:: O que fazer ::
(a) Reescreva o trecho da resenha que começa em "Enquanto amplifica a" e termina em "resquícios e deformidades.", trocando "farol" por "guia".
(b) Por favor, transcreva sem alterações a listagem, começando do início e terminando na linha que contém "positive clicks: (155, 240)", com as duas pontas incluídas. Deixe as imagens de fora da resposta.

:: Texto fornecido ::

----------------------------------------

RESENHA: CADU TENORIO – CORRUPTED DATA孤独死

Os dados corrompidos. Com esse título, Cadu Tenório faz de deformação e da corrupção da memória a matéria-prima pra advogar por uma beleza que reside atrás dos escombros. Revestidos em transições e repetições, as camadas justapostas transformam-se em outro elemento, não apenas negando seu solo originário como ultrapassando sua origem. A distorção, os ruídos, viram o epicentro referencial. É o som de uma referência enigmática que ultrapassa subterfúgios racionais pra eclodir num abandono de si, utilizando as próprias matérias – lembranças, barulhos, impressões, frases – como meio de deixar um “eu mesmo” bem caracterizado nos escombros de sua própria constituição.

Os dados, as lembranças, tornam-se a obsessão do músico pra encontrar beleza na fragilidade dessa fidelidade. Não espere como “beleza” a representação cartesiana daqueles, mas sim um solo trêmulo em que cada vestígio é confrontado por uma permanente, ainda assim momentânea, resignificação. O que era não é mais. “Corrupted Data”, como prolongamento do seu incisivo estudo anterior (conheça aqui), é a procura de Tenório por elementos que dialoguem e se expelem simultaneamente, conferindo ao álbum a impressão de um sistema computadorizado que reconstitui a experiência humana enquanto sabota a fidelidade memorialística.

Enquanto amplifica a sensação de abandono, os dados corrompidos ainda assim são o único farol num descampado deserto noturno. Quando quebra a repetição, o barulho novo será a base da repetição a seguir e, nesse ciclo prolongado, a limitação da memória insurge como força. Imersos em resquícios memoriais, os dados virtuais tornam-se esperança e desgraça. Ao mergulhar nesses fragmentos virtuais, a identificação é algo muito precário pra se confiar. Há a necessidade de confiar no que a matéria vai se tornar, ou seja, em sua própria indeterminação sedimentada num universo de resquícios e deformidades.

“Corrupted Data” conta com vozes que divagam sobre a criação e o amor pra interpor um depoimento, entre as peças mais viscerais e calmas, que duvidam sempre da origem dos ditos sentimentos, mas que, ainda assim, permanecem a ela agarrados. Mesmo que ela tenha se transformado numa coisa completamente diferente do que era no início. Essa apresentação errática permite que um mundo de vislumbres sensoriais seja criado, enquanto se perde a familiaridade nostálgica das lembranças. Restam considerações sobre a nova origem deformada que é o chão pra quem acena nostalgia. Tenório assina, assim, uma lavagem contínua que reconhece a infidelidade à origem, como forma de honrá-la e representar seu estado fluído num mundo em que o abandono é a única constância. E se os ruídos arranhados amplificam uma cacofonia do esquecimento, as vozes computadorizadas e as partes mais harmônicas brotam como reconhecimento, ainda que desfigurado, de uma realidade em que uma vez se viveu. O efeito é o estranhamento ainda maior dessa realidade perdida, mas um agarramento à deformidade intrínseca que caracteriza um esboço do que é estar no mundo.

----------------------------------------

:: Dados do exercício ::
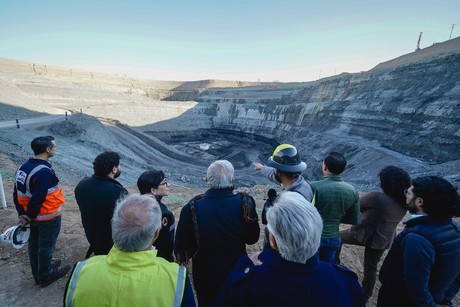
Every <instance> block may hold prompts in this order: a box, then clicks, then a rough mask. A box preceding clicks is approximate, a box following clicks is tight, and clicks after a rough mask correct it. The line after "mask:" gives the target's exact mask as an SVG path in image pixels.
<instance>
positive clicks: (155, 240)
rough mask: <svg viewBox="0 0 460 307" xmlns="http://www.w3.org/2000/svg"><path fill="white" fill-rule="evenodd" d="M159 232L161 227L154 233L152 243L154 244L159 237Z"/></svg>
mask: <svg viewBox="0 0 460 307" xmlns="http://www.w3.org/2000/svg"><path fill="white" fill-rule="evenodd" d="M160 230H161V227H160V228H158V230H157V231H155V237H153V242H155V241H156V240H157V239H158V236H159V235H160Z"/></svg>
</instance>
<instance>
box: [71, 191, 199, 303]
mask: <svg viewBox="0 0 460 307" xmlns="http://www.w3.org/2000/svg"><path fill="white" fill-rule="evenodd" d="M160 227H161V209H160V206H159V205H158V203H157V201H156V200H155V198H152V197H149V196H147V195H131V196H128V197H127V198H126V199H124V200H122V201H121V202H120V203H118V204H117V207H116V209H115V212H114V214H113V219H112V238H113V243H114V247H112V249H111V250H110V252H109V254H108V255H104V256H95V257H92V258H89V259H87V260H85V261H81V262H78V263H77V264H76V265H75V267H74V270H73V272H72V276H71V277H70V279H69V281H68V282H67V288H66V291H65V293H64V295H65V296H64V305H65V306H77V307H78V306H195V300H194V297H193V291H192V287H191V284H190V281H189V280H188V278H187V272H186V269H185V268H184V267H182V266H179V265H177V264H175V263H170V262H168V261H166V260H165V259H163V258H161V257H157V250H155V248H154V247H152V243H153V241H155V239H156V238H157V237H158V234H159V232H160Z"/></svg>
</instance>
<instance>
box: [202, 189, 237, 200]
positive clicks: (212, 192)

----------------------------------------

:: Respostas por tarefa ::
(a)
Enquanto amplifica a sensação de abandono, os dados corrompidos ainda assim são o único guia num descampado deserto noturno. Quando quebra a repetição, o barulho novo será a base da repetição a seguir e, nesse ciclo prolongado, a limitação da memória insurge como força. Imersos em resquícios memoriais, os dados virtuais tornam-se esperança e desgraça. Ao mergulhar nesses fragmentos virtuais, a identificação é algo muito precário pra se confiar. Há a necessidade de confiar no que a matéria vai se tornar, ou seja, em sua própria indeterminação sedimentada num universo de resquícios e deformidades.

(b)
Every <instance> block may hold prompts in this order: a box, then clicks, then a rough mask. A box preceding clicks is approximate, a box following clicks is tight, and clicks after a rough mask correct it. The line after "mask:" gives the target's exact mask as an SVG path in image pixels.
<instance>
positive clicks: (155, 240)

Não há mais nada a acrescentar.